### Exercise aim
Please give the data again from the line containing "Where can you find the green" through the line containing "point(556, 65)", changing "shoulder bag" to "backpack" wherever it appears and leaving everything else unchanged.

### Data
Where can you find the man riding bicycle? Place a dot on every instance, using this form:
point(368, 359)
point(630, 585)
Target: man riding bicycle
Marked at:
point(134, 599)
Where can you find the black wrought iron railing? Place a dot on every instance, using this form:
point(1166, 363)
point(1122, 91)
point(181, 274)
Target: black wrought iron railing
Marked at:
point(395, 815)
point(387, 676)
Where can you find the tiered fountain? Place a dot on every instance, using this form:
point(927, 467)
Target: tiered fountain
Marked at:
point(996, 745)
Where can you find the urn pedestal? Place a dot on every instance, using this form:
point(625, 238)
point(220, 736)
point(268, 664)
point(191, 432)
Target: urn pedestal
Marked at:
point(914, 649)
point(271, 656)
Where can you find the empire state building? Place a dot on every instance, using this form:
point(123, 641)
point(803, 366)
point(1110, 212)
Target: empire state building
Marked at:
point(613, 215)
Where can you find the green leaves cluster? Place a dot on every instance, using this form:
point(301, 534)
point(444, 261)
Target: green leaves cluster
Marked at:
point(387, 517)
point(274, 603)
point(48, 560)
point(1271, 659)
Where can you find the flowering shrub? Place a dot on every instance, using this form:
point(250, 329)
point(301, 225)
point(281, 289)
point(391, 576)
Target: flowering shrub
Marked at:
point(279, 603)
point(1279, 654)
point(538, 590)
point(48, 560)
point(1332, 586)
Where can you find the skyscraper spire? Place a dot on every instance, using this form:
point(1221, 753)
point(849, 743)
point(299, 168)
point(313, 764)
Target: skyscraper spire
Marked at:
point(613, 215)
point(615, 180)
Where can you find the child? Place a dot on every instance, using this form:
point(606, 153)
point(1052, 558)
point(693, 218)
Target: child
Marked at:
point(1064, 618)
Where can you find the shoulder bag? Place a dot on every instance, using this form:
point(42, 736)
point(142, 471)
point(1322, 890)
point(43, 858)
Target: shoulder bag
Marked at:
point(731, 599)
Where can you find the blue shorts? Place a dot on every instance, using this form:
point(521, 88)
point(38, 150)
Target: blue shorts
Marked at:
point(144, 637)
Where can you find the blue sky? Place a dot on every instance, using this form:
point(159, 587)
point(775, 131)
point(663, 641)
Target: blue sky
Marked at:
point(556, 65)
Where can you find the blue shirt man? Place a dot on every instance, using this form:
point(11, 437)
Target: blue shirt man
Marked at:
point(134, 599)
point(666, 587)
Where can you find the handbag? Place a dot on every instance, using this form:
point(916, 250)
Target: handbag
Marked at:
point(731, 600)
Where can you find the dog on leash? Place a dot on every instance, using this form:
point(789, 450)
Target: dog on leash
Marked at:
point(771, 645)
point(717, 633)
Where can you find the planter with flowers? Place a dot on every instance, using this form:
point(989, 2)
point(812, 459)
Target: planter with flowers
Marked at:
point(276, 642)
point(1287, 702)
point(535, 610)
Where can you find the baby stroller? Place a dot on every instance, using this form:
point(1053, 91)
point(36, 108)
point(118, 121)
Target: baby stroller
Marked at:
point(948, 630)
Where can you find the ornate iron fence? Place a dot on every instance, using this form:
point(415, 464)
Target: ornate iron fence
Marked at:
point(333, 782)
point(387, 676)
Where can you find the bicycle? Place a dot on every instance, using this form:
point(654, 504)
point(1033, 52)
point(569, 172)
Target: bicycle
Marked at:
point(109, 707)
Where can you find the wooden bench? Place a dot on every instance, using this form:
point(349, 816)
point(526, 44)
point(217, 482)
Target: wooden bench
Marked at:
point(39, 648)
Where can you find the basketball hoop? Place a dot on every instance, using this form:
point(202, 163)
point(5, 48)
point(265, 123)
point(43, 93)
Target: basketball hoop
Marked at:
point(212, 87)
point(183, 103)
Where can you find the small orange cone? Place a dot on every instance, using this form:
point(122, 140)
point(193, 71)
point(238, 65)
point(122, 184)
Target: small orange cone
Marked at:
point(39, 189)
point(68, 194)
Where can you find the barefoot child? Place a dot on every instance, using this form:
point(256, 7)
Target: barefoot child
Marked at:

### Written response
Where can you find the green leaves cluster? Place a dot on every instance, using this form:
point(301, 534)
point(444, 261)
Target: green leaves cluster
Marked at:
point(387, 517)
point(274, 603)
point(48, 560)
point(1271, 659)
Where can you find the flowering shrub? Place a dot on every instance, using this form:
point(250, 329)
point(301, 225)
point(281, 289)
point(391, 576)
Target: flowering shrub
Marked at:
point(279, 603)
point(1279, 654)
point(538, 590)
point(48, 560)
point(1332, 586)
Where can you find the skyscraper spire? Place a dot on every instance, using this form:
point(1221, 753)
point(849, 743)
point(299, 168)
point(313, 764)
Target: skyscraper spire
Marked at:
point(613, 215)
point(615, 180)
Where can you find the child? Place a dot on every instance, using this form:
point(606, 153)
point(1052, 558)
point(693, 218)
Target: child
Marked at:
point(1064, 618)
Where can you find the backpack? Place a dot on every instance, using this form:
point(42, 736)
point(142, 471)
point(1322, 890)
point(43, 858)
Target: backpack
Marked at:
point(731, 599)
Where can you find the blue shorts? Place a dot on every instance, using this form:
point(521, 88)
point(38, 150)
Target: blue shorts
Marked at:
point(144, 637)
Where can you find the blue sky? Place a dot on every instance, using this form:
point(159, 587)
point(775, 131)
point(663, 641)
Target: blue sky
Marked at:
point(556, 65)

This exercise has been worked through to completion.